━━━━━ AVAILABLE DATA
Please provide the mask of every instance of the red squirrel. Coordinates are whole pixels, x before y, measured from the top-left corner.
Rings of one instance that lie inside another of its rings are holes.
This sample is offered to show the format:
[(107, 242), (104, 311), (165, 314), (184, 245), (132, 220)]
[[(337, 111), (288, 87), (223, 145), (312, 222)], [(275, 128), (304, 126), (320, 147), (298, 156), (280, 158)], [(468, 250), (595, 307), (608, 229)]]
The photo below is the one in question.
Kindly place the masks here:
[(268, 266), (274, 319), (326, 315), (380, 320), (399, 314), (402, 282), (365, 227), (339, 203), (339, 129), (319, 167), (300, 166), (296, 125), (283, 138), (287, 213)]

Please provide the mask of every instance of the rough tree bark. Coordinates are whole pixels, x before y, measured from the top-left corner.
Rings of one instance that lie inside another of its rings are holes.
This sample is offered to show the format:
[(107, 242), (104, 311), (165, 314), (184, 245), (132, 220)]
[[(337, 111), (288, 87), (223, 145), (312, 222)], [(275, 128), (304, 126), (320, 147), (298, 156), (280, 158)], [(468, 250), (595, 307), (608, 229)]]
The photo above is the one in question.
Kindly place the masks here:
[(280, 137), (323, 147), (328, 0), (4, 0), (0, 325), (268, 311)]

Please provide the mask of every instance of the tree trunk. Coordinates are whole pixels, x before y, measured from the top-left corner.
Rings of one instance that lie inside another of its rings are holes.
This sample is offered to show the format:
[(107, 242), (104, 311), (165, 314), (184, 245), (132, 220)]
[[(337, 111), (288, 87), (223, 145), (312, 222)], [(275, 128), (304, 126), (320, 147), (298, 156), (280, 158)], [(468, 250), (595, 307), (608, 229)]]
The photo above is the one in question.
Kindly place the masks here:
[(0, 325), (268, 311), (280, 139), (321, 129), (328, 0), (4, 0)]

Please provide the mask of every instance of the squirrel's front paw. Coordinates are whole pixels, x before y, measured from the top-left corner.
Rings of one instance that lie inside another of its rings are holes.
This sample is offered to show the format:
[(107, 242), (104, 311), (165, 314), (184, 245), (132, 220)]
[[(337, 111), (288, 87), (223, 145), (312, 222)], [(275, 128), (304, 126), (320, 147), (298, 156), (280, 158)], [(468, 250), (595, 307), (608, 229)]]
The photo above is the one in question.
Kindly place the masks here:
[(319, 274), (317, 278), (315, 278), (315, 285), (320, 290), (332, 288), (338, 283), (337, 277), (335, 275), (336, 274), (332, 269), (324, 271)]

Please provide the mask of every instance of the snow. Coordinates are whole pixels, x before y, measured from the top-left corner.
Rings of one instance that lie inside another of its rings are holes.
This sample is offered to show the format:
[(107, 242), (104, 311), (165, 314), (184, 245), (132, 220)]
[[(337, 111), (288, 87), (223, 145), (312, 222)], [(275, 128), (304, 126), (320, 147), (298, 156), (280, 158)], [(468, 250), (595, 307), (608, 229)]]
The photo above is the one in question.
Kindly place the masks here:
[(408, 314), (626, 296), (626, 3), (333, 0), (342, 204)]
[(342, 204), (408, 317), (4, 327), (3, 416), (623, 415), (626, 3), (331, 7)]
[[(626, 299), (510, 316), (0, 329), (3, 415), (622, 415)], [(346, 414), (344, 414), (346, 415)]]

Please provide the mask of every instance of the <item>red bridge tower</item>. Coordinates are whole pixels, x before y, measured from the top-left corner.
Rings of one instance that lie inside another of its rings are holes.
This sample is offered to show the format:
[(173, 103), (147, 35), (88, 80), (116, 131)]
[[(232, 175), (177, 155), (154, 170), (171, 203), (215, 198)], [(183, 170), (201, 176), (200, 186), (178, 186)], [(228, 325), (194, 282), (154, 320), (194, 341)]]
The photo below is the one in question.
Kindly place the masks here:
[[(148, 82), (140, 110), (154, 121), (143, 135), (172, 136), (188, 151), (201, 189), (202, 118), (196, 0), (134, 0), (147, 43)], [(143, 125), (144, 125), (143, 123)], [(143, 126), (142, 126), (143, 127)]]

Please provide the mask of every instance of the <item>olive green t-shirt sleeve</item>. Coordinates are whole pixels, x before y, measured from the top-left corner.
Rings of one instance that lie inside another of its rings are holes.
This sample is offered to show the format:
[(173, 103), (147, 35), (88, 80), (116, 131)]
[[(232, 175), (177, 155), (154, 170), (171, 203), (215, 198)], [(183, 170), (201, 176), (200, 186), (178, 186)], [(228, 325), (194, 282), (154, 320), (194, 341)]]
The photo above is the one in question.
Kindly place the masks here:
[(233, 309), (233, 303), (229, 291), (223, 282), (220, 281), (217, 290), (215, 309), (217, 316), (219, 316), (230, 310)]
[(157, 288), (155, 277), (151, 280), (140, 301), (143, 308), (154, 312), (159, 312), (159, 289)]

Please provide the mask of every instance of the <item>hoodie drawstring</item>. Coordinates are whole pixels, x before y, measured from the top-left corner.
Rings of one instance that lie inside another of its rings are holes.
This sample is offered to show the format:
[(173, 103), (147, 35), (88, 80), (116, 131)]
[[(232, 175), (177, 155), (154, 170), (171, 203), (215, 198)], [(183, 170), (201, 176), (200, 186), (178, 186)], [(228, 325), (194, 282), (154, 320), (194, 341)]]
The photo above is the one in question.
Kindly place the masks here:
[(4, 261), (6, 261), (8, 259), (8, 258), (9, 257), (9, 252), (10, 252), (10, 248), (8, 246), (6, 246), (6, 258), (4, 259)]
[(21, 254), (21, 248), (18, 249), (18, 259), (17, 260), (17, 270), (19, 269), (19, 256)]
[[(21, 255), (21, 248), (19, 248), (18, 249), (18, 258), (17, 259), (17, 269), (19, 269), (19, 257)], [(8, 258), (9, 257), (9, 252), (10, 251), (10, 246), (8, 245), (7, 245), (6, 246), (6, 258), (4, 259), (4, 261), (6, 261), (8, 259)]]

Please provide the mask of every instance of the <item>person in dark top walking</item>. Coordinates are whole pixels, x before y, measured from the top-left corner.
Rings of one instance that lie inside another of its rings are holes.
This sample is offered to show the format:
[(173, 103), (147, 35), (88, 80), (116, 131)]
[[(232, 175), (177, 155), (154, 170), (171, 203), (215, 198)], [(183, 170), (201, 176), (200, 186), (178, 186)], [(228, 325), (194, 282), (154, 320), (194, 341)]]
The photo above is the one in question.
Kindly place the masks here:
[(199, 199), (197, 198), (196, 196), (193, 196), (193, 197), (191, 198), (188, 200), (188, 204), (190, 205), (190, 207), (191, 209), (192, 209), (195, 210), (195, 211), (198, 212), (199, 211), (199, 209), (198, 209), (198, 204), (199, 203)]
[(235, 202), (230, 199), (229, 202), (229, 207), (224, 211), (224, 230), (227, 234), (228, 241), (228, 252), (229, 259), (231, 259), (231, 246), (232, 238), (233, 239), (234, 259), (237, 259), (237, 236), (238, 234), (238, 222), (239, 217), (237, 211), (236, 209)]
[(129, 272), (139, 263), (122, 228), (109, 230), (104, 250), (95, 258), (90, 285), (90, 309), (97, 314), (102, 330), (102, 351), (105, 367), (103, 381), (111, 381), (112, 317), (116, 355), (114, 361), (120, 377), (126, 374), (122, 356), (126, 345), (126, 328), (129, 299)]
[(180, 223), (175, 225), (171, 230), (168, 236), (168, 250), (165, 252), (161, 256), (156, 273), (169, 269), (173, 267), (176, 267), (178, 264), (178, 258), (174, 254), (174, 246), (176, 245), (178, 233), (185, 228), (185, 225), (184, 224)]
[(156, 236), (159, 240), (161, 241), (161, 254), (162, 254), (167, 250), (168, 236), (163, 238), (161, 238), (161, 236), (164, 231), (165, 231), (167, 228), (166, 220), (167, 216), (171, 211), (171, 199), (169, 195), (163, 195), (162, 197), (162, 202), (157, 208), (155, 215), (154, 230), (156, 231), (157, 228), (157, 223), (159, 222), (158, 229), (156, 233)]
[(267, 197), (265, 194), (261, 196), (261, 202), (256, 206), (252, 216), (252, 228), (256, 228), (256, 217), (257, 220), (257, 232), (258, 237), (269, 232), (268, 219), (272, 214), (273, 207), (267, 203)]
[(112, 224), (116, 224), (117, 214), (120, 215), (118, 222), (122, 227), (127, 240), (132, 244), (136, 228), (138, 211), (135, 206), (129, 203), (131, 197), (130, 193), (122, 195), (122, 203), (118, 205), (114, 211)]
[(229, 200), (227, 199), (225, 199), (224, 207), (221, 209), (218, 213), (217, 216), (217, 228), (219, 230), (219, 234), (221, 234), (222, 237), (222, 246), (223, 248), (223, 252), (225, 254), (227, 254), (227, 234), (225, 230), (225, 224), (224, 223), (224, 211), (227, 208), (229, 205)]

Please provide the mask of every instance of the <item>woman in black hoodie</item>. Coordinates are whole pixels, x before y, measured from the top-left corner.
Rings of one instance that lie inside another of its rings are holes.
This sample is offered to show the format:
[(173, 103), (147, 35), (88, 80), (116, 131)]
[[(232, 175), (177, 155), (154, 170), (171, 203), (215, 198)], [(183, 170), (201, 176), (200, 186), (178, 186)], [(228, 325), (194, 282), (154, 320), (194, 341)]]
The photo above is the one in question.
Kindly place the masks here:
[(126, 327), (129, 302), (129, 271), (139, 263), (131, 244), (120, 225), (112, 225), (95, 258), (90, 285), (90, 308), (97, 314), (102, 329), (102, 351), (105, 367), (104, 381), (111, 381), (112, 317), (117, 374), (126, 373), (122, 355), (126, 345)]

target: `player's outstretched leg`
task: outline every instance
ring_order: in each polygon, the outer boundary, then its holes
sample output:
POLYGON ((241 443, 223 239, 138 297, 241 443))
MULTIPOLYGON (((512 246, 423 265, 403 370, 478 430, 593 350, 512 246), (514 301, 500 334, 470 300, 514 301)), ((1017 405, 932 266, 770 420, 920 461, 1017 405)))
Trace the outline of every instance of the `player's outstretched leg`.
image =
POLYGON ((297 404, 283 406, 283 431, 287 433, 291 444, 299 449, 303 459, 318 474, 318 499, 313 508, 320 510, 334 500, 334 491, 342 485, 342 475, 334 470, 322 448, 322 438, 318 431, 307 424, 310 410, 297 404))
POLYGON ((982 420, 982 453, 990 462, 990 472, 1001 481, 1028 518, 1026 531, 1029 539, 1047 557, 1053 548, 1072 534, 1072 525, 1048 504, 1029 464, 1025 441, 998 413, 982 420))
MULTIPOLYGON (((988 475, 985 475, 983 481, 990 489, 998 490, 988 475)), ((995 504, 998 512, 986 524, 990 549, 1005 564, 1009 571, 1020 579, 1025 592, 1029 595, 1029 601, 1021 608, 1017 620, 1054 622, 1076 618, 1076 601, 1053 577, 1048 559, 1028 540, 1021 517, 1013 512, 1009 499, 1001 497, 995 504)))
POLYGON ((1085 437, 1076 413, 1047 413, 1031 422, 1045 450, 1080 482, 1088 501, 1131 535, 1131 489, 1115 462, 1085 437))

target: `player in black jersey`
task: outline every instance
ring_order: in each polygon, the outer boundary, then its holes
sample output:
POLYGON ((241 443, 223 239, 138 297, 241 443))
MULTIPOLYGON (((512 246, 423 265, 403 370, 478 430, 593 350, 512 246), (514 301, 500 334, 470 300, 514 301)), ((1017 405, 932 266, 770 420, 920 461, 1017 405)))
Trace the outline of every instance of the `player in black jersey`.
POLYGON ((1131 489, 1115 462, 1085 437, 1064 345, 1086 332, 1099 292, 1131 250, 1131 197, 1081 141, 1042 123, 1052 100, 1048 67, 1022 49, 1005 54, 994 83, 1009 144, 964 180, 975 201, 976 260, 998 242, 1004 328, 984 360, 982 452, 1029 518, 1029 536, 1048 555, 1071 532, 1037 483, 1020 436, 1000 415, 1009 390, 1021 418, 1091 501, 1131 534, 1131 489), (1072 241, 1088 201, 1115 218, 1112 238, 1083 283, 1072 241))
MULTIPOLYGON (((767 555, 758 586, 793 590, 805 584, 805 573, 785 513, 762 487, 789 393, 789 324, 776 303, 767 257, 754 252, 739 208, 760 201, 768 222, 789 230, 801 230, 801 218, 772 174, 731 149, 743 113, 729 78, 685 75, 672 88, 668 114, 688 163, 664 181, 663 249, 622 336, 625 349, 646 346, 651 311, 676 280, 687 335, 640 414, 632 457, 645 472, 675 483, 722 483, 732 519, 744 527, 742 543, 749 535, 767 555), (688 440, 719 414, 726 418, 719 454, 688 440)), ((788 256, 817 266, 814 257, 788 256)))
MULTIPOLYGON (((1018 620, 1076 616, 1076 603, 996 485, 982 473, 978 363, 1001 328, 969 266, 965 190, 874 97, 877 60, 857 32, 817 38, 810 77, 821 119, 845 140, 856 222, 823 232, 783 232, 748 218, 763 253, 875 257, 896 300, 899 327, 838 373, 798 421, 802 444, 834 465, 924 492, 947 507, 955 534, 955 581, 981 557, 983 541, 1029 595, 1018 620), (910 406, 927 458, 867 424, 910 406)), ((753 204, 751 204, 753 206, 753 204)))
━━━━━━━━━━
◆ **SET EXERCISE**
Will you print, without any change, the lines of the data above, starting at its very first line and ending at the line that contains "138), (287, 213)]", with both of those lines included?

◆ **OUTPUT FOR THIS EXERCISE**
Please provide the mask of every instance of the red squirrel. Coordinates are whole pixels, x before y, measured from the top-left corner.
Rings of one instance that lie inside another of its rings are holes.
This sample is offered to show the format:
[(107, 242), (104, 311), (165, 314), (184, 245), (132, 220)]
[[(337, 111), (288, 87), (223, 145), (312, 222)], [(275, 128), (304, 126), (320, 147), (298, 156), (280, 158)], [(468, 250), (595, 307), (608, 229)]]
The photo below is the one in question.
Kindly place the masks here:
[(268, 266), (274, 319), (326, 315), (380, 320), (399, 314), (402, 282), (365, 227), (339, 203), (339, 129), (319, 167), (300, 166), (296, 125), (283, 138), (287, 213)]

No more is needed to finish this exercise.